**Exercise details**
Return a faithful copy of all the entries, omitting the images.

[Image-grounded pointing data]

____

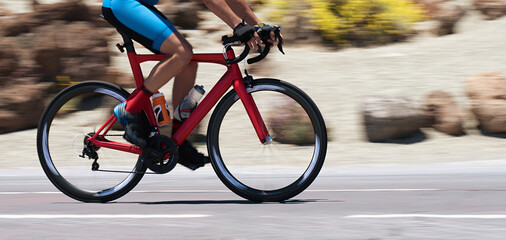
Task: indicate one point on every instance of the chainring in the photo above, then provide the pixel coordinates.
(154, 154)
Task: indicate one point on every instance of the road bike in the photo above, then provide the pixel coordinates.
(253, 150)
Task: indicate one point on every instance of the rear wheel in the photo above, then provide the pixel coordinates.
(282, 169)
(71, 117)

____

**Result of the task**
Task: indicate one point on every instance of the chainring in the photo above, then provide the pixel coordinates.
(154, 154)
Task: indicate one point on every instance of the road bike in the photo above, then provide the pixel coordinates.
(253, 150)
Task: indicate one point on every instance of the rear wheel in the photo above, then provide the pixel coordinates.
(282, 169)
(71, 117)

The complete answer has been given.